(Supplied material begins)

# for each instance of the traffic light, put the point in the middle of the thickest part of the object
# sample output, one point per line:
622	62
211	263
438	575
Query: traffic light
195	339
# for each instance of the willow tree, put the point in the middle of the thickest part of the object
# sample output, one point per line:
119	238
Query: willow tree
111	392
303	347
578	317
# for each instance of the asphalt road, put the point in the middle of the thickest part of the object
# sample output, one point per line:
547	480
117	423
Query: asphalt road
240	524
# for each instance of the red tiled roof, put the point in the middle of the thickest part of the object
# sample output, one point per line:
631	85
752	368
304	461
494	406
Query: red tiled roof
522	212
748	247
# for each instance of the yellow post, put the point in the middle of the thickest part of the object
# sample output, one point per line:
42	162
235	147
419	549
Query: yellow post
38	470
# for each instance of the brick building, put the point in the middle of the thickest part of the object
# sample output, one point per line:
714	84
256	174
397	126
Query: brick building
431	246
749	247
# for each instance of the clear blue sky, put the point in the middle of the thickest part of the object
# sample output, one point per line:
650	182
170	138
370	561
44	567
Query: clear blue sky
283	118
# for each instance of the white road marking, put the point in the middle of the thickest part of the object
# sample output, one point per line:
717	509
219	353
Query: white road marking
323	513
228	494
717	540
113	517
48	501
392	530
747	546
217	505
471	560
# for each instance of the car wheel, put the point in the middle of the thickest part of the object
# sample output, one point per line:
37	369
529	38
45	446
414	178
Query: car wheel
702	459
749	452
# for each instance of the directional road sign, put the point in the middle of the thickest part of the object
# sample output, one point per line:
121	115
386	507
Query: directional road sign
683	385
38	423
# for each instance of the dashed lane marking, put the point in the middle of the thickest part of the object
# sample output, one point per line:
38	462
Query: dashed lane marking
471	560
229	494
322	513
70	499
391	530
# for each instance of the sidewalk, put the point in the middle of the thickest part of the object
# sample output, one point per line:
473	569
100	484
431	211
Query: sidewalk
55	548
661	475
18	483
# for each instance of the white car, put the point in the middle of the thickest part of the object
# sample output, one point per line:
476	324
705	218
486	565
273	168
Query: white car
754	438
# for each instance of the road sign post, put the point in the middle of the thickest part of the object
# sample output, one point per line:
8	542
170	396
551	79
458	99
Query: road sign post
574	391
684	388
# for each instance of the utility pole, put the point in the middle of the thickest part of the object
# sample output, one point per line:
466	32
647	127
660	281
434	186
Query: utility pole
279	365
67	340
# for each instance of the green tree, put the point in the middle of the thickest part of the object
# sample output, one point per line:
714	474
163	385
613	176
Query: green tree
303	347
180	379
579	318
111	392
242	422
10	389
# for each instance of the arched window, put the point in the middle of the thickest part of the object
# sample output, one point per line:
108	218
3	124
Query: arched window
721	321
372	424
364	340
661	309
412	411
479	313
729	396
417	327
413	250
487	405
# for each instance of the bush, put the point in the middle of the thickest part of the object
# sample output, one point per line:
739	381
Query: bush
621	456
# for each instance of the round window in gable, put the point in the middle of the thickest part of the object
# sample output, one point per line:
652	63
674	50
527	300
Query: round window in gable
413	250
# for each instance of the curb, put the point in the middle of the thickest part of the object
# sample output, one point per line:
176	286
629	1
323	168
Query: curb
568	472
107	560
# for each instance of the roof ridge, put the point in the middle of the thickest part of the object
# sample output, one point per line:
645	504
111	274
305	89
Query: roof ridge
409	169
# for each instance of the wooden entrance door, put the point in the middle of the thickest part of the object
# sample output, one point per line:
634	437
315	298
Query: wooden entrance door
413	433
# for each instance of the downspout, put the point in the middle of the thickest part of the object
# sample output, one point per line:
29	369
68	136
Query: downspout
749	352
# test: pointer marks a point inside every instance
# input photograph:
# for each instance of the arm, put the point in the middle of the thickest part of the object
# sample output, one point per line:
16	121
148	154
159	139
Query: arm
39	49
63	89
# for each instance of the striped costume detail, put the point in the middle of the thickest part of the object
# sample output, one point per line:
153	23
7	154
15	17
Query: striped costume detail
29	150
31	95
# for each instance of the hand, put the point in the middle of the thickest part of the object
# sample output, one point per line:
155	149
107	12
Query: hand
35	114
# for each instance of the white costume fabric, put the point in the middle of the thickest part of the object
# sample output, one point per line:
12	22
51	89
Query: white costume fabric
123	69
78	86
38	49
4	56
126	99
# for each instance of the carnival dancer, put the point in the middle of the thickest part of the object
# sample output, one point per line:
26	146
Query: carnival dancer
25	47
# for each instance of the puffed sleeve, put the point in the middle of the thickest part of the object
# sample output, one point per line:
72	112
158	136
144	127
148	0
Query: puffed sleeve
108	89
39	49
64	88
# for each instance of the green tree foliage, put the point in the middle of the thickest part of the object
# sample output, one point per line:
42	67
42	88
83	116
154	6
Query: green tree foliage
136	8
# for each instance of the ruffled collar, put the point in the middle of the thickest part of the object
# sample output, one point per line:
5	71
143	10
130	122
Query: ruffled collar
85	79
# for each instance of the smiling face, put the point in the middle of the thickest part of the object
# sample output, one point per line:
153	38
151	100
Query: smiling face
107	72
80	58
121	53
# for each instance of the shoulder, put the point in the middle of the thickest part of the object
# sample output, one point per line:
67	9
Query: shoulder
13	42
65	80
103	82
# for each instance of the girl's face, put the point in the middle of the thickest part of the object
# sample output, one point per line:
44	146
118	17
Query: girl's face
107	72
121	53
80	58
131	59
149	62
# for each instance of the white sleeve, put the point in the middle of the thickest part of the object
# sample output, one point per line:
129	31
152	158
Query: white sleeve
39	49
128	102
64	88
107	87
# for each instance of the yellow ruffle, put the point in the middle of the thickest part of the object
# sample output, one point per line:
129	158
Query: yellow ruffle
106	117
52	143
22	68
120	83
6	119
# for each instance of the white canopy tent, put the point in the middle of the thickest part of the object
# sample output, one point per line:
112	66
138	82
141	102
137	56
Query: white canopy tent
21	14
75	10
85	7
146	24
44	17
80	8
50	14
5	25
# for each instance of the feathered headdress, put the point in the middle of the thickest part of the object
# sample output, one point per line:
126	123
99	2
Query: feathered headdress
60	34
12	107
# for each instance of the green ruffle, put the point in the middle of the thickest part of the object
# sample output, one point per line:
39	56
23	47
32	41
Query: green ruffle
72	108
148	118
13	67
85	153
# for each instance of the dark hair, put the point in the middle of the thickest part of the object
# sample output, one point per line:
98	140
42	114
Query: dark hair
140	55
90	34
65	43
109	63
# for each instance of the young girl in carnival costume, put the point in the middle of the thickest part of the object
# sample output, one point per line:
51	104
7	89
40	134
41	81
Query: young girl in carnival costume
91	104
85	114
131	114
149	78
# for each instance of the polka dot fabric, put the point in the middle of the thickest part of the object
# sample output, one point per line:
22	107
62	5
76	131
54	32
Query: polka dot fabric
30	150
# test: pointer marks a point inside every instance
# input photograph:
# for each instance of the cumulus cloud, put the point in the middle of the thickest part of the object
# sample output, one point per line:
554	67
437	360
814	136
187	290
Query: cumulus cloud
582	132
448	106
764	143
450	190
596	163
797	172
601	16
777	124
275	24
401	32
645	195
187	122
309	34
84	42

(Supplied material ends)

**Problem requirements**. Give back each record, exactly as it reads.

**Response to this task**.
# for each instance of the traffic light, put the point in the middle of the thickest part of the object
# sample output, one point per line:
622	62
211	263
438	575
Query: traffic light
195	339
# for each instance of the willow tree, put the point in the middle of the thickest part of the object
# sample output, one point per line:
119	238
Query: willow tree
111	392
303	347
578	317
# for each instance of the asphalt road, put the point in the middle of the thickest part of the object
# sample output, one point per line:
547	480
117	423
Query: asphalt road
240	524
# for each instance of the red tiled roof, put the point in the middle of the thickest part of the object
# sample output, one point per line:
631	85
752	368
304	461
494	406
Query: red tiled roof
522	212
748	247
# for each instance of the yellow post, put the point in the middle of the thickest part of the object
# sample output, one point per line:
42	162
235	147
419	549
Query: yellow post
38	470
# for each instance of the brick building, put the point in the middle of the thickest part of the object
# sample output, one point per line:
714	84
256	174
397	126
Query: brick building
431	246
749	247
# for each instance of the clear blue sky, put the point in the middle of the thickest part of the object
# sample output, one point per line:
650	182
170	138
370	561
44	567
Query: clear blue sky
283	118
# for each instance of the white road marking, put the point in the middle of the thickest part of the object
# sample output, one point per line:
717	509
219	353
Query: white road marking
323	513
228	494
717	540
113	517
48	501
392	530
747	546
217	505
471	560
# for each instance of the car wheel, put the point in the middle of the thickest part of the object
# sample output, one point per line:
37	369
529	38
45	446
414	178
Query: car wheel
702	459
749	452
# for each instance of the directional road sign, put the point in the middle of the thickest part of the object
# sample output, one point per line:
121	115
386	507
Query: directional road sign
683	385
38	423
# for each instance of the dashed lane marking, put the point in the middle of the thickest part of the object
# sample output, one point per line:
38	462
Query: dashed lane marking
471	560
229	494
322	513
70	499
391	530
# for each instance of the sidewalk, put the point in the middle of the thickest part of the object
# sample output, one point per line:
473	569
100	484
431	211
Query: sidewalk
55	548
661	475
18	483
# for each instance of the white car, put the point in the middle of the thickest part of the object
# sample output, one point per line:
476	324
705	218
486	565
273	168
Query: white car
754	438
# for each instance of the road sign post, put the point in the middle of the thickest part of the object
# sample output, one point per line:
8	542
170	396
551	79
458	99
Query: road sign post
574	391
684	388
# for each instance of the utility pole, put the point in the middle of the thickest part of the object
# sample output, one point per line:
466	32
647	127
660	281
434	186
Query: utility pole
279	365
67	340
# for each instance of the green tree, put the point in the middle of the thickest part of the object
# sample output, one point per line:
714	474
163	385
613	176
Query: green tree
303	347
180	379
579	318
111	392
242	422
10	389
# for each instance of the arched window, put the point in the middle of the thickest part of the object
# sample output, one point per line:
108	218
3	124
Query: arched window
721	321
372	424
364	340
661	309
412	411
479	313
729	396
417	327
413	250
487	405
# for each instance of the bush, put the point in the middle of the thickest part of the object
# sample output, one point per line:
739	381
Query: bush
621	456
# for each instance of the round window in gable, put the point in the middle of the thickest part of the object
# sample output, one point per line:
652	63
674	50
527	300
Query: round window in gable
413	250
# for each instance of the curb, put the point in the middle of the thickest part of the object
# sample output, one point per line:
176	286
629	1
323	168
Query: curb
568	472
107	560
# for each instance of the roof ridge, put the point in the middle of the thickest part of the object
# sample output, one point per line:
645	504
111	274
305	89
Query: roof ridge
409	169
# for each instance of the wooden entrance door, put the point in the middle of the thickest part of the object
# sample output, one point per line:
634	437
315	298
Query: wooden entrance door
413	433
# for each instance of the downspout, put the point in the middle of the thickest part of the object
# sample output, one point per line:
29	369
68	136
Query: downspout
749	352
# test: pointer marks a point inside every instance
# input photograph:
# for each instance of the arm, put the point in the middle of the thickest part of the object
# sample output, one point per line:
16	121
148	154
159	139
Query: arm
39	49
63	89
# for each instance of the striped costume detail, put the point in the middle of the thickest part of the object
# sample output, one point per line:
153	23
7	154
15	17
Query: striped costume detail
29	150
31	95
# for each instance of the hand, put the point in the middle of the thickest part of the object
# sample output, one point per line:
155	149
107	12
Query: hand
35	114
# for each instance of the white costume fabric, put the point in the middle of the thickest part of the object
# sample output, one point per line:
12	22
51	89
Query: white costume fabric
123	69
78	86
38	49
4	56
126	99
# for each instance of the carnival dancer, put the point in the middle of the thickest part of the object
# sample output, one point per line:
26	146
Query: carnival dancer
25	47
# for each instance of the puffed sleeve, put the point in the middle of the thickest part of the object
# sample output, one point per line:
72	112
158	136
144	127
148	0
Query: puffed sleeve
108	89
39	49
64	88
# for each instance of the green tree foliage, put the point in the middle of the thickest part of the object
# sample output, one point per line:
42	67
42	88
83	116
154	6
Query: green tree foliage
136	8
# for each instance of the ruffled collar, put the point in the middle of the thickest part of the object
# sample output, one point per line:
5	71
143	10
130	122
Query: ruffled collar
85	79
# for each instance of the smiling face, put the point in the middle of the thickest part of the object
# sample output, one point per line:
153	38
151	100
Query: smiling face
107	72
80	58
121	53
# for each instance of the shoulder, put the point in the middle of the thickest part of the object
# sample output, one point per line:
67	9
Query: shoulder
13	42
65	80
103	82
# for each instance of the girl's face, put the point in the middle of the thickest part of the object
# sample output, one point per line:
44	146
118	17
Query: girl's face
107	72
121	53
80	58
131	59
149	62
# for each instance of the white sleeve, put the point in the middle of the thickest part of the object
# sample output, one point per line:
129	31
152	158
Query: white sleeve
39	49
128	102
64	88
107	87
# for each instance of the yellow ruffle, put the point in the middle of the thickest part of the object
# sample output, one point per line:
129	158
Query: yellow ruffle
106	117
52	143
22	68
120	83
6	119
# for each instance of the white canopy tent, put the point in the middle of the thickest part of the object
# sample output, one point per line:
112	66
138	82
141	102
137	56
Query: white canopy tent
21	14
75	10
85	7
146	24
44	17
80	8
50	14
5	25
# for each instance of the feathered headdress, put the point in the middle of the thickest part of the object
# sample output, one point per line:
126	123
99	2
Query: feathered headdress
60	34
12	107
# for each instance of the green ruffle, put the point in the middle of the thickest part of the object
# sample output, one point per line:
39	56
23	47
32	41
Query: green ruffle
72	108
148	118
13	67
85	153
# for each instance of the dark hair, put the point in the middle of the thickest part of the object
# sample output, one point per line:
98	140
42	114
Query: dark hair
140	55
90	34
65	43
109	63
# for each instance of the young girl in carnival costume, put the point in the middle of the thickest part of the object
# sample output, one point per line:
51	104
7	89
40	134
41	81
Query: young girl in carnival costume
91	104
85	114
131	114
149	78
# for each instance of the polka dot fabric, put the point in the middle of the thickest part of the object
# sample output, one point per line:
22	107
62	5
76	131
54	32
Query: polka dot fabric
30	150
# test: pointer marks a point inside every instance
# input photograph:
# for each instance of the cumulus cloud, put the point in the middle of the thickest part of the object
# sample output, one point per line:
554	67
437	360
814	136
187	290
Query: cumulus cloud
582	132
448	106
764	143
450	190
596	163
797	172
601	16
777	124
275	24
401	32
645	195
187	122
309	34
84	42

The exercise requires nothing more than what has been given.